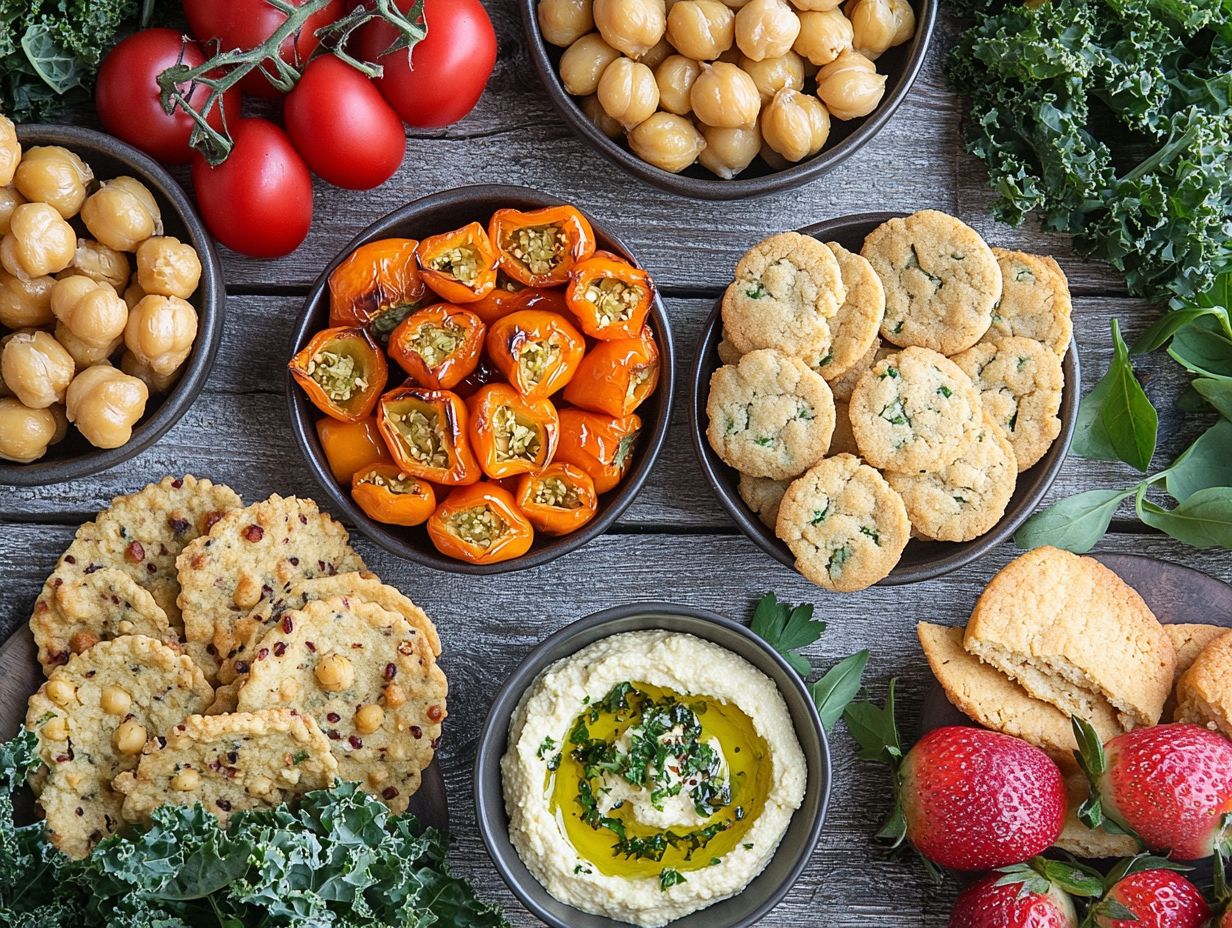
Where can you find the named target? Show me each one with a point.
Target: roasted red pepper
(615, 377)
(460, 265)
(558, 499)
(426, 434)
(377, 286)
(387, 494)
(598, 444)
(610, 297)
(481, 524)
(511, 434)
(540, 248)
(343, 371)
(537, 351)
(439, 346)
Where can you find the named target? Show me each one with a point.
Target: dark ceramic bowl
(109, 157)
(922, 560)
(797, 844)
(431, 215)
(901, 65)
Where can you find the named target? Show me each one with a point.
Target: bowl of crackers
(883, 398)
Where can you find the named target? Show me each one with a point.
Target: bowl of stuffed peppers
(482, 380)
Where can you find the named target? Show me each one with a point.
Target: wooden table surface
(674, 542)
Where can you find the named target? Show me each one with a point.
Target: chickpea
(627, 93)
(105, 404)
(823, 36)
(584, 62)
(667, 141)
(564, 21)
(631, 26)
(729, 150)
(160, 332)
(766, 28)
(701, 30)
(725, 96)
(122, 213)
(38, 242)
(850, 86)
(56, 176)
(37, 369)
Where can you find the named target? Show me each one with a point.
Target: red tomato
(445, 74)
(247, 24)
(128, 96)
(259, 200)
(343, 127)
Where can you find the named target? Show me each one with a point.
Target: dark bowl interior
(901, 67)
(922, 560)
(761, 894)
(441, 212)
(109, 158)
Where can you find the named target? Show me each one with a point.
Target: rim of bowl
(211, 307)
(1034, 483)
(490, 814)
(736, 189)
(303, 417)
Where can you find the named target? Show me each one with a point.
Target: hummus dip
(649, 775)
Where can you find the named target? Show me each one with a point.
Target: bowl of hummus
(652, 764)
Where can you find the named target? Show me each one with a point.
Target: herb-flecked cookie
(965, 498)
(1035, 301)
(844, 524)
(770, 415)
(250, 555)
(1020, 383)
(229, 763)
(941, 281)
(367, 678)
(782, 296)
(914, 412)
(94, 716)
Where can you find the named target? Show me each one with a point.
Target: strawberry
(1169, 785)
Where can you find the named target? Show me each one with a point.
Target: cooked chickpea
(53, 175)
(631, 26)
(584, 62)
(850, 86)
(725, 96)
(38, 242)
(823, 36)
(564, 21)
(701, 30)
(667, 141)
(626, 91)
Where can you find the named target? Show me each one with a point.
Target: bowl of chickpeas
(728, 99)
(111, 303)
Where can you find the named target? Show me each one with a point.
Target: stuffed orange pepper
(376, 286)
(537, 351)
(540, 248)
(610, 297)
(598, 444)
(343, 371)
(388, 496)
(511, 434)
(481, 524)
(426, 434)
(615, 377)
(558, 499)
(460, 265)
(437, 346)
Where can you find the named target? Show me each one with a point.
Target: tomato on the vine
(259, 200)
(129, 101)
(343, 127)
(445, 74)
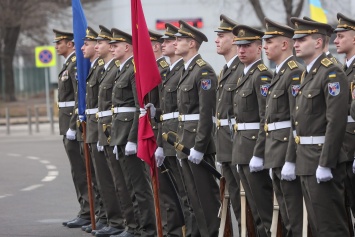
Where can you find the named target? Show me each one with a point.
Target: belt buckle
(297, 139)
(266, 127)
(236, 127)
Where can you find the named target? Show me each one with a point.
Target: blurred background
(25, 25)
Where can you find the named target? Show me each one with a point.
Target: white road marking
(32, 157)
(32, 187)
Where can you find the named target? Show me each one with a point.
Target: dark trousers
(259, 194)
(121, 190)
(78, 171)
(325, 204)
(290, 200)
(231, 175)
(136, 175)
(203, 192)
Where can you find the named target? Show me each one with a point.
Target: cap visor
(298, 36)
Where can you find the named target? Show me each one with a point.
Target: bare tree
(26, 18)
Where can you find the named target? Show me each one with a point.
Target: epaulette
(326, 62)
(200, 62)
(262, 67)
(101, 62)
(163, 64)
(292, 64)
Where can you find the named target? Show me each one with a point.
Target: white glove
(115, 152)
(288, 171)
(159, 156)
(195, 156)
(99, 148)
(71, 134)
(142, 112)
(323, 174)
(131, 148)
(152, 108)
(256, 164)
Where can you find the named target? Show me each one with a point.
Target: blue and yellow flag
(317, 11)
(82, 64)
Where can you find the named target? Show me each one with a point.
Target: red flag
(147, 78)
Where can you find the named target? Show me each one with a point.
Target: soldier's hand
(99, 148)
(323, 174)
(159, 156)
(71, 134)
(115, 152)
(195, 156)
(131, 148)
(256, 164)
(152, 108)
(288, 171)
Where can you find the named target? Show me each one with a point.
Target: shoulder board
(163, 64)
(262, 67)
(292, 64)
(200, 62)
(101, 62)
(326, 62)
(334, 60)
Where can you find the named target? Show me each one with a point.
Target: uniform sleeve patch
(264, 78)
(296, 78)
(332, 75)
(295, 89)
(206, 84)
(334, 88)
(264, 89)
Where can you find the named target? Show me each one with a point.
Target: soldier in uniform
(163, 66)
(227, 83)
(97, 159)
(344, 42)
(320, 121)
(172, 192)
(196, 105)
(249, 138)
(124, 132)
(280, 104)
(67, 124)
(327, 41)
(117, 196)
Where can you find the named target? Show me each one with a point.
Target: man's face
(168, 48)
(273, 48)
(182, 46)
(88, 49)
(305, 47)
(345, 41)
(118, 50)
(249, 53)
(102, 48)
(62, 47)
(224, 42)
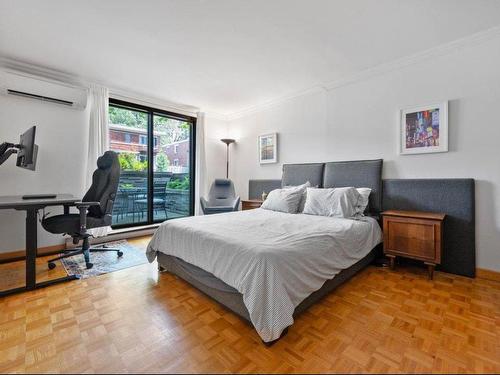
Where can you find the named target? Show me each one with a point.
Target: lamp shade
(227, 141)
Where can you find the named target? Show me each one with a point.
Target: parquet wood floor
(137, 320)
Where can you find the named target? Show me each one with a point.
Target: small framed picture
(268, 148)
(424, 129)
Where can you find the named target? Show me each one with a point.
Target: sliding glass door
(156, 153)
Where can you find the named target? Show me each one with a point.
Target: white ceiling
(226, 55)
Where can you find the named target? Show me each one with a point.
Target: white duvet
(275, 260)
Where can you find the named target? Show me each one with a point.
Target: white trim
(75, 81)
(128, 95)
(424, 56)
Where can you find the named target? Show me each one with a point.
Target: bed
(268, 266)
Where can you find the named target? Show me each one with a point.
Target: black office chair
(95, 209)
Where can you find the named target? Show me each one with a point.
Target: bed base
(232, 300)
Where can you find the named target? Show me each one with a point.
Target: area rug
(105, 262)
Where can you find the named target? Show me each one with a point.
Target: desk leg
(31, 248)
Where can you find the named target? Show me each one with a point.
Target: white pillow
(334, 202)
(284, 200)
(363, 199)
(303, 199)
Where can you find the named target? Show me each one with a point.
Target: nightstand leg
(430, 268)
(391, 260)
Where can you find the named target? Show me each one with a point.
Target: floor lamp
(227, 141)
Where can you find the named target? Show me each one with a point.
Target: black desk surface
(17, 202)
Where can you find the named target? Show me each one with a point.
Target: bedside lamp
(227, 141)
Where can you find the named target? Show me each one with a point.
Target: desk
(32, 206)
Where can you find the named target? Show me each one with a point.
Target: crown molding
(216, 115)
(424, 56)
(56, 76)
(273, 102)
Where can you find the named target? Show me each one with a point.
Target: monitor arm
(7, 149)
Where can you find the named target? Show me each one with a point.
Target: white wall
(360, 121)
(62, 137)
(215, 150)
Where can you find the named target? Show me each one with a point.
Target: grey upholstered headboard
(359, 173)
(454, 197)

* * *

Your objective:
Set down, please, the lines from the line holding "Target: desk leg" through the final line of the data, exactly and with nothing added.

Written answer:
Target: desk leg
(31, 248)
Where can you find the named target? Show me each one with a point.
Target: white pillow
(334, 202)
(284, 200)
(363, 199)
(303, 199)
Where can you find the named target? Show me each one with a point.
Target: nightstand leg
(430, 268)
(391, 260)
Where can you find the named target? Show me each one with a point.
Target: floor lamp
(227, 141)
Where can you find the named target? Show me each one with a point.
Target: black desk surface
(17, 202)
Where can you find the named target? Show me each one with a point.
Target: bedside lamp
(227, 141)
Where can you find the named target? Show me each one with a point.
Target: desk
(32, 206)
Where can you find the named target? Show me each one with a point.
Target: crown molding
(216, 115)
(424, 56)
(56, 76)
(273, 102)
Where can you find the named target? Show me each one with a point.
Target: monitor arm
(7, 149)
Where can you find the named target? Show me each one with a point.
Target: white wall
(360, 121)
(62, 137)
(215, 150)
Where can you find the named target? Show me each one with a point.
Target: grey upholstered headboard
(359, 173)
(454, 197)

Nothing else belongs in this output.